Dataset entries
═══
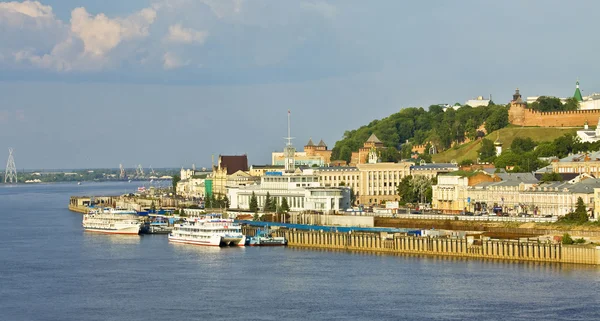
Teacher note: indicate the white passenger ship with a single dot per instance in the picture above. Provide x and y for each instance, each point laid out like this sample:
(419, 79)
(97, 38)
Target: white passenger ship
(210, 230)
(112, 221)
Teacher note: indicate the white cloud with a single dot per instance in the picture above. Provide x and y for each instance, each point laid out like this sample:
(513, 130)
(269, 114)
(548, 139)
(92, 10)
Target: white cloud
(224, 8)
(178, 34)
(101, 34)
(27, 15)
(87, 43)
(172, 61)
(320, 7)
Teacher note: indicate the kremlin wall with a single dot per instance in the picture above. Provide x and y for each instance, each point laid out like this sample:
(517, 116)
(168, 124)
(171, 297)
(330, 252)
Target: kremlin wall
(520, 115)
═══
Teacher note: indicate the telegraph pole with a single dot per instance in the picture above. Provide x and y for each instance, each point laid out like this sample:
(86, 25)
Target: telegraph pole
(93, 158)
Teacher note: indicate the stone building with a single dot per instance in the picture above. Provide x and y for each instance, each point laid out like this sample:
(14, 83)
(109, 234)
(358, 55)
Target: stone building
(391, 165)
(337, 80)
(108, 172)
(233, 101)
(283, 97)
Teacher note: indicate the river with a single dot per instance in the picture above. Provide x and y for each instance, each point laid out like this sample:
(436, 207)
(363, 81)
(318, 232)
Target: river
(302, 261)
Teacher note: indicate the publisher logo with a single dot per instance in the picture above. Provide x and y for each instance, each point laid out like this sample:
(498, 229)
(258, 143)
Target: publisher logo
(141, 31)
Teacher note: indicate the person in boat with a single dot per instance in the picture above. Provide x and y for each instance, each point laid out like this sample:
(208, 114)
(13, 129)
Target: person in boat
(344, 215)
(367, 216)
═══
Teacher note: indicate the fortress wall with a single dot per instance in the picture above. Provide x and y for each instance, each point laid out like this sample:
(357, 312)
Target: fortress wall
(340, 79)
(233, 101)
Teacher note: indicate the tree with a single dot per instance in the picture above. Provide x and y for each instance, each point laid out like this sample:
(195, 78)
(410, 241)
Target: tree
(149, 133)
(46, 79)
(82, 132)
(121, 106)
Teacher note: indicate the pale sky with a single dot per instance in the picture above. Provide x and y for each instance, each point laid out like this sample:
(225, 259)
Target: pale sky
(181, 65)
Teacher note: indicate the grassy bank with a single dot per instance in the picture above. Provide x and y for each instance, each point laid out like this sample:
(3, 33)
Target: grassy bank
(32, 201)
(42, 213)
═══
After reading the records above, say how many lines hold the string "picture", using only a number.

12